**Task objective**
Copy out the rows from the line containing "# test: pointer marks the fingernail" through the end of the rows, changing nothing.

>> START Entries supplied

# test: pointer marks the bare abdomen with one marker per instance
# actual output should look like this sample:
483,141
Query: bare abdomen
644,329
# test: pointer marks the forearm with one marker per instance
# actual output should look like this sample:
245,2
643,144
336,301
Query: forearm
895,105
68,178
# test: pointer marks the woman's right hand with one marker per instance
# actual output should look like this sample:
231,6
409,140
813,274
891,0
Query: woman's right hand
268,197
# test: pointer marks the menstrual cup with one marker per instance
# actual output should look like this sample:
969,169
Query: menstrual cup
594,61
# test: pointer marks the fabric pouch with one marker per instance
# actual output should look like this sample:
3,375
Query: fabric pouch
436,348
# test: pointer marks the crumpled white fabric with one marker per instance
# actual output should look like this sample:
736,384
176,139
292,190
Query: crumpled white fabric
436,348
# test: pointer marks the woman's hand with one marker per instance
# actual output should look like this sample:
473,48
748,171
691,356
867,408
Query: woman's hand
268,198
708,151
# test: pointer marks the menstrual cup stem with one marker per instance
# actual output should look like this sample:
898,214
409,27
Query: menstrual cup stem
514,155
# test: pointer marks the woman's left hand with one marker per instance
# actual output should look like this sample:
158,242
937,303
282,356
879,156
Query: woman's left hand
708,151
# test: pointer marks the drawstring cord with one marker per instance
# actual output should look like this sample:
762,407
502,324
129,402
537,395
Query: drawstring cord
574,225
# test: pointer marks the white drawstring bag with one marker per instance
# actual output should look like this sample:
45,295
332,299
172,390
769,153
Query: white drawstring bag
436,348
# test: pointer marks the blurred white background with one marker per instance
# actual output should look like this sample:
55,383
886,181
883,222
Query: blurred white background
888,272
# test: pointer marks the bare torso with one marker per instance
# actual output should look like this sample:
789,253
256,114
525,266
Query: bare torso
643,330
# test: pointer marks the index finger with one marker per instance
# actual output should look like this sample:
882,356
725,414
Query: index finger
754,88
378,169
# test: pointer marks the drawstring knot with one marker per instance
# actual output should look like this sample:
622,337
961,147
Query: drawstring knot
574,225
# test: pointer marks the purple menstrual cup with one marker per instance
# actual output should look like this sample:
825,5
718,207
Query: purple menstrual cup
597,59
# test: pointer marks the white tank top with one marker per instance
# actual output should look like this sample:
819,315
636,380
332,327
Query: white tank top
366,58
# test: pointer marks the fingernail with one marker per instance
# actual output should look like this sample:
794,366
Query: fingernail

>> END Entries supplied

**Solution below**
# test: pointer marks the fingernail with one marker per instance
# actual output should look like this sample:
794,366
Query: fingernail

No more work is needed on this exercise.